“Drentia Comitatus” [Graafschap Drenthe]. Kopergravure vervaardigd door Cornelis Pijnacker, uitgegeven door Pieter Schenk en Gerard Valk rond 1700. In de tijd met de hand gekleurd. Afm. 38 x 48,5 cm.
Dat deze kaart tot stand kwam is aan een toeval te danken. Op eigen kracht zou het arme en dunbevolkte gewest niet in staat zijn geweest een dergelijke kaart tot stand te brengen. In 1627 vestigde rechtsgeleerde Cornelis Pijnacker (1570-1645) zich echter in Meppel, die deze kaart van Drenthe in 1634 vervaardigde.

----

> **Te doen**
(A) Vat het fragment over de kaart van Drenthe samen in twee zinnen.
(B) Pak het fragment over de kaart van Drenthe op na de laatste zin en schrijf het verder.
De gegevens staan los van het fragment over de kaart van Drenthe.

[Gegevens van regio-annotaties]
----

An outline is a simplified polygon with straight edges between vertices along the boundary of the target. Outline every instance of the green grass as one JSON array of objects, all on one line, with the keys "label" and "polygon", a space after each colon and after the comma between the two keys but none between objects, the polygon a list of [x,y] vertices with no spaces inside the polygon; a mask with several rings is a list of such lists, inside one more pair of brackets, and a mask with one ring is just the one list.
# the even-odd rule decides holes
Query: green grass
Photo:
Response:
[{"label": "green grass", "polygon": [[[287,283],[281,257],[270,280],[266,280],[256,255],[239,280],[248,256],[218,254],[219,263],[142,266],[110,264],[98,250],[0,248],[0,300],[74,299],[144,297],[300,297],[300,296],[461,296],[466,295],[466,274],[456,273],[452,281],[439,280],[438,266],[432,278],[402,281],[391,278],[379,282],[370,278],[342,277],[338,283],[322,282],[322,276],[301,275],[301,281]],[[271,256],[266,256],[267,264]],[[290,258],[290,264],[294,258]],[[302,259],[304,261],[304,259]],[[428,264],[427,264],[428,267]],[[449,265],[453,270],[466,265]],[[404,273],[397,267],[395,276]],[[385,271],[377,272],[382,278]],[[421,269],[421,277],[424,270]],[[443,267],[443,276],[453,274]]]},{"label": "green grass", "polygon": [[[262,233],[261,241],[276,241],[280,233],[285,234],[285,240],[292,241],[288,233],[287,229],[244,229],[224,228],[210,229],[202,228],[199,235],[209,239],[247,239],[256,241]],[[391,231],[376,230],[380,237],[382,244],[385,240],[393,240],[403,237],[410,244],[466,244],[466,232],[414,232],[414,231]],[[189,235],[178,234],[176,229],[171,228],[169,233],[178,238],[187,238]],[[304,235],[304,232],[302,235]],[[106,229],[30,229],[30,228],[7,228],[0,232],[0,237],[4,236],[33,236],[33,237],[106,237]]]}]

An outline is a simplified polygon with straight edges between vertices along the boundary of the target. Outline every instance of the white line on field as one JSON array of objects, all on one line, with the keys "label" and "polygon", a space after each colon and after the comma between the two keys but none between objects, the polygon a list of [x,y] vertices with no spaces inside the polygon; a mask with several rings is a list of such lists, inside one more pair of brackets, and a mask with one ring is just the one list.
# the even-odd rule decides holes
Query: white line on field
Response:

----

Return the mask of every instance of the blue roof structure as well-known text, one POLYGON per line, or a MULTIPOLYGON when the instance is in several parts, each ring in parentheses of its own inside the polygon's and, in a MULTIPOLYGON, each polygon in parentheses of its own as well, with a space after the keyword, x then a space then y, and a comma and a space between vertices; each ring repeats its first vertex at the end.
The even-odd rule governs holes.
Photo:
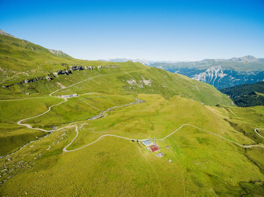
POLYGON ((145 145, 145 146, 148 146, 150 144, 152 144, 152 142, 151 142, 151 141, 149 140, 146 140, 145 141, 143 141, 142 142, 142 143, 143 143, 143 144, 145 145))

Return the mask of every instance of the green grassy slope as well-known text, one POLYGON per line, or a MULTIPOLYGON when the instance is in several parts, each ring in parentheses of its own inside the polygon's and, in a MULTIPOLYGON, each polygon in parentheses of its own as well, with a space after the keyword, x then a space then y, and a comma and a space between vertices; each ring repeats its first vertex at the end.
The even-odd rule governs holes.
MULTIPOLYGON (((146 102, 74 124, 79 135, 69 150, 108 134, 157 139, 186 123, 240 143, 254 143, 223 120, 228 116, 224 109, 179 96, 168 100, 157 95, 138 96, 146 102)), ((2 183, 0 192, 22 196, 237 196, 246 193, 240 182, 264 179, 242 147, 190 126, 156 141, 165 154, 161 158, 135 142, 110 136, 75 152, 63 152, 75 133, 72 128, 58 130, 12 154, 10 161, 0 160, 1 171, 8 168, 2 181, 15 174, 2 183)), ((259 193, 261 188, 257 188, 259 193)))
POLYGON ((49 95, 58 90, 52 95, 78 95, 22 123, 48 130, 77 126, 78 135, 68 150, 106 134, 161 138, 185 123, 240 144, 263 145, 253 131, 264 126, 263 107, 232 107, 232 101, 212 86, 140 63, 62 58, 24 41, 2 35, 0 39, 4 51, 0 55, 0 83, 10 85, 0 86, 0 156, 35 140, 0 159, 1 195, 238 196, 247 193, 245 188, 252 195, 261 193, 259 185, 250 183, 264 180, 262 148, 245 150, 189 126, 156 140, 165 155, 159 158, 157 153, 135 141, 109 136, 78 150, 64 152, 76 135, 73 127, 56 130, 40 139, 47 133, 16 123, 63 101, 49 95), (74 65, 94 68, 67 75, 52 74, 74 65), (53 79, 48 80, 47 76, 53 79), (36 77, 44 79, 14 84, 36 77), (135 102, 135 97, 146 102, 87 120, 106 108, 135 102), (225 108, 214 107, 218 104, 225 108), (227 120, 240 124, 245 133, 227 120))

----

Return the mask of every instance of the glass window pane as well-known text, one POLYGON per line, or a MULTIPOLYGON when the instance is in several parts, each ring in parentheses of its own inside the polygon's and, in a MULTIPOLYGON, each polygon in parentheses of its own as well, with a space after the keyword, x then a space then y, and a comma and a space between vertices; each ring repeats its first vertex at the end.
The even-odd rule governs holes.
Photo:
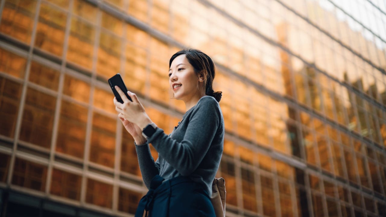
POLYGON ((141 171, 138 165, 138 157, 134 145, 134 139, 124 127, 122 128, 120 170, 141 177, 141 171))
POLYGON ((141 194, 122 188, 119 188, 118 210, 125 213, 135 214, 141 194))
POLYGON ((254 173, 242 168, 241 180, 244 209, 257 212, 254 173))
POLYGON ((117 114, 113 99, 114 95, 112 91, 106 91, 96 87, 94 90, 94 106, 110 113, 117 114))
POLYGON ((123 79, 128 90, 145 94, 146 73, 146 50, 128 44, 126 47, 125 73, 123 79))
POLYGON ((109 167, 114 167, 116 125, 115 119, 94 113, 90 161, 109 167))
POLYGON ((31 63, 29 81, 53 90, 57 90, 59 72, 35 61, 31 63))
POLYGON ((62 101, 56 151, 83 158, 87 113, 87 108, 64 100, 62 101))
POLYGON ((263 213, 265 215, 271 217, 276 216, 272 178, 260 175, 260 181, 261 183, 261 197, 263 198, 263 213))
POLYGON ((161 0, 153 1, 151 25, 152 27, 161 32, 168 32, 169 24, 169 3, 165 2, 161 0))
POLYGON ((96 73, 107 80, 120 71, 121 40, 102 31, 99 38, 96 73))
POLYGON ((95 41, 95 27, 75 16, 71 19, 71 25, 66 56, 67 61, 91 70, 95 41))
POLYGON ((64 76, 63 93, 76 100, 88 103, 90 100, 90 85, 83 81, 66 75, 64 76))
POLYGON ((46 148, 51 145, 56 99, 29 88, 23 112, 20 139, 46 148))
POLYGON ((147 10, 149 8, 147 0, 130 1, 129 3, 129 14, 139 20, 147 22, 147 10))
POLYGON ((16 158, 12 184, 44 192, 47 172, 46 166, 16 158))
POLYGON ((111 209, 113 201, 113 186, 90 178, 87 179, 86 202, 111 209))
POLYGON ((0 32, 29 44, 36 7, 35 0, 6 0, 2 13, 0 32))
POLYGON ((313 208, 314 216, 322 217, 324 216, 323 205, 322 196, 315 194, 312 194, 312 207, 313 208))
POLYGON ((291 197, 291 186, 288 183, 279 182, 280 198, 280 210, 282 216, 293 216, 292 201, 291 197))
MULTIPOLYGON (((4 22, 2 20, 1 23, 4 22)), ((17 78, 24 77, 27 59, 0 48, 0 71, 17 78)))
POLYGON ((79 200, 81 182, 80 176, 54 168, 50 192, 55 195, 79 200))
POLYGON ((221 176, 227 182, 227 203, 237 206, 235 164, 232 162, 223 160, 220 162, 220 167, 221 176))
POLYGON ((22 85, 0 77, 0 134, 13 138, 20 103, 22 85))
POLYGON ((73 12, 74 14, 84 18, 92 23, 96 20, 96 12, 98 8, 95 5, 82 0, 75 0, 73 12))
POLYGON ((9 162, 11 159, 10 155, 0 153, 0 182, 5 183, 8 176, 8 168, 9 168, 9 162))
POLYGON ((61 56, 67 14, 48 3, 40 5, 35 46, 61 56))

----

> **De resultaten**
(A) Het fragment beschrijft de kopergravure „Drentia Comitatus”, die Cornelis Pijnacker vervaardigde en die rond 1700 door Pieter Schenk en Gerard Valk werd uitgegeven, in de tijd met de hand gekleurd en 38 x 48,5 cm groot. De kaart is aan een toeval te danken, want het arme en dunbevolkte gewest kon zo'n kaart niet op eigen kracht maken, maar de rechtsgeleerde Pijnacker vestigde zich in 1627 in Meppel en vervaardigde haar in 1634.

(B)
Pijnacker had al een lange loopbaan als hoogleraar aan de universiteiten van Leiden en Groningen achter de rug en was gezant van de Republiek geweest in Tunis en Algiers. Tijdens zijn laatste gezantschap was hij echter in de financiële problemen gebracht, onder andere door vrijkopen van Christenslaven. Zijn verblijf in Drenthe, dat negen jaar zou duren, gaf hem gelegenheid zijn zaken weer op orde te brengen. Tijdens dat verblijf gaf hij juridische adviezen en vervaardigde de kaart, die hij vervolgens bij de firma Hondius liet drukken. Henricus Hondius zat in Amsterdam, in de provincie waren de technische mogelijkheden voor het drukken niet aanwezig.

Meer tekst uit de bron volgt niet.